▸ Text block
I have not made any attempt to set out particulars of the costs orders in the Agfa proceedings as I do not believe that they would be of any assistance in resolving the issues that are in dispute between Canvas Graphics and Kodak. For instance, the Agfa proceedings occupied about 100 sitting days whereas the Kodak proceedings took 47 days. Canvas Graphics faced two opponents in the Agfa proceedings and was only successful against one at trial (although that position was reversed on appeal). Canvas Graphics was successful in the Agfa proceedings both at trial and on appeal, but its potential entitlement to full costs was lost when it was disclosed that it had received a "Calderbank letter" early in the trial and had rejected an offer of settlement in the sum of $200,000. As has earlier been pointed out, its judgment at trial was only increased to $184,630 on appeal. As a result, instead of obtaining an order for costs in its favour, it had to pay 25 per cent of its opponents' trial costs. Finally, the Court has been told repeatedly throughout the history of this litigation that Mr Knox, his family and his group of companies ("the Knox group") are in difficult financial circumstances. Therefore, I have allowed for the fact that the settlement that the parties struck in resolving the costs issues in the Agfa proceedings could have been influenced by the fact that the Knox group might not have had funds sufficient to pay any money that might have been payable by it.
ORDER 62 RULE 4
Even though the Court is invited to proceed to determine a lump sum under O 62 r 4, and even though that allows a judge an exercise of discretionary powers, it still remains necessary for that discretion to be exercised judicially. Thus, it remains necessary to bear in mind certain fundamental principles, such as those contained in O 62 r 19:
"On every taxation the taxing officer shall allow all such costs charges and expenses as appear to him to have been necessary or proper for the attainment of justice or for maintaining or defending the rights of a party, but, except as against the party who incurred them, costs shall not be allowed which appear to the taxing officer to have been incurred or increased -
(a) through over-caution, negligence or misconduct;
(b) by payment of special fees to counsel or special charges or expenses to witnesses or other persons; or
(c) by other unusual expenses."

▸ Source data
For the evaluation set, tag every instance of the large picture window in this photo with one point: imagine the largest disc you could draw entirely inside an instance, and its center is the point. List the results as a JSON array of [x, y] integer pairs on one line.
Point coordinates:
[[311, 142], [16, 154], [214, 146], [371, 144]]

▸ Stated exercise 1
According to the rule quoted in the passage on costs, list the ways in which costs may have been incurred or increased so that the taxing officer does not allow them.
▸ Stated exercise 2
Translate this sentence from the passage on costs into Spanish: "For instance, the Agfa proceedings occupied about 100 sitting days whereas the Kodak proceedings took 47 days."
▸ Stated exercise 3
Continue the passage on costs, starting right after the quoted rule.
The listing is separate material, unconnected to the passage on costs.

▸ Final answer 1
1. Through over-caution, negligence or misconduct
2. By payment of special fees to counsel or special charges or expenses to witnesses or other persons
3. By other unusual expenses

▸ Final answer 2
Por ejemplo, el procedimiento Agfa ocupó unos 100 días de audiencia, mientras que el procedimiento Kodak duró 47 días.

▸ Final answer 3
It is also necessary to bear in mind what Barwick CJ said in Stanley v Phillips (1966) 115 CLR 470:
"The emphasis throughout is upon obtaining an adequate presentation to enable justice to be done: it is not upon the propriety of the steps taken by a litigant to ensure the maximum of success in his own cause. That of course he may do but not, in my opinion, at his opponent's expense."(at 478)
Earlier Barton J expressed the same sentiments differently in Donohoe v Britz (No 2) (1904) 1 CLR 662 when he said:
"It is a general rule that, as between party and party, the luxuries of litigation must be paid for by those who indulge in them, the necessaries only are to be paid for by the losing side."(at 666)
These passages explain why there is, invariably, a substantial gap between party and party costs and solicitor and client costs.
On the taxation of a bill of costs on a party and party basis, a taxing officer will allow all necessary and proper costs that have been incurred but not those costs which arise as a result of an overcautious or excessive investigative approach. On the other hand, one would expect that those costs would be allowed on the taxation of a bill that has been prepared on a solicitor/client basis, assuming always that the work was done in accordance with the client's instructions.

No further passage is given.